##### Input records

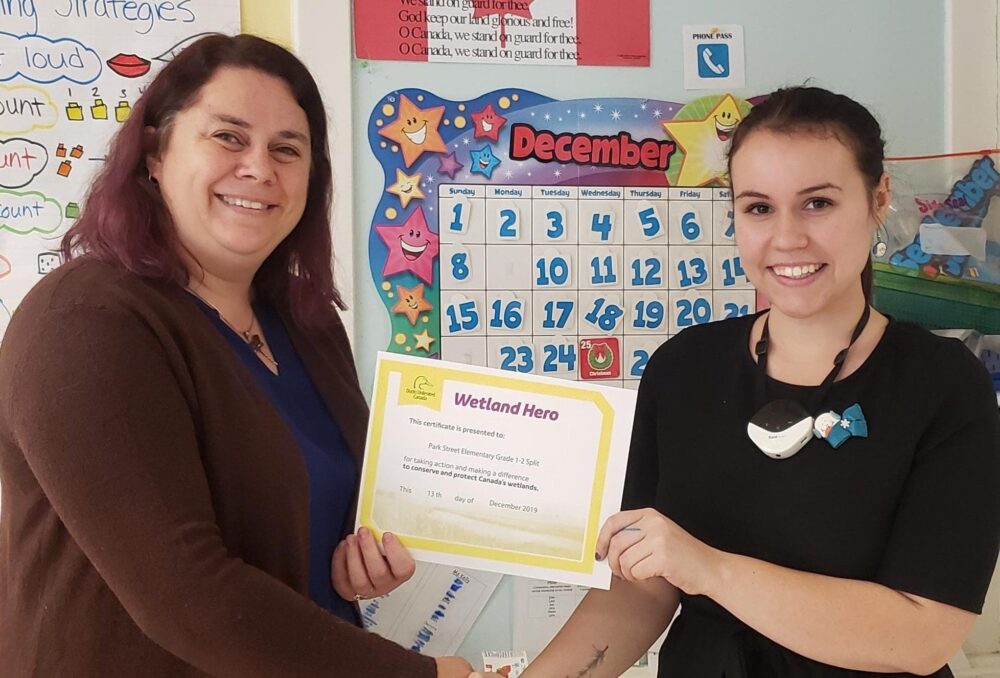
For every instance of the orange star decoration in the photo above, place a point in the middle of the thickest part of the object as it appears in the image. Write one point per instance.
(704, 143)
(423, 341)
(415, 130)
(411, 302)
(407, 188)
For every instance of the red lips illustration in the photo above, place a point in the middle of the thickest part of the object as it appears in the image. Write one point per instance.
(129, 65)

##########

Render every line of the entries above as a numbered list, leaving out blank lines and the pictures.

1. For every instance of the orange star decoration in the photo above, place a point in the middle of the thickest part of the object as it appears in the image. Write one point per instance.
2. (704, 143)
3. (423, 341)
4. (415, 130)
5. (411, 302)
6. (407, 188)
7. For every instance of the red lips illustration in the photo above, place a point in the middle of the thickest part of the object as it appears in the image. Write one point per instance.
8. (129, 65)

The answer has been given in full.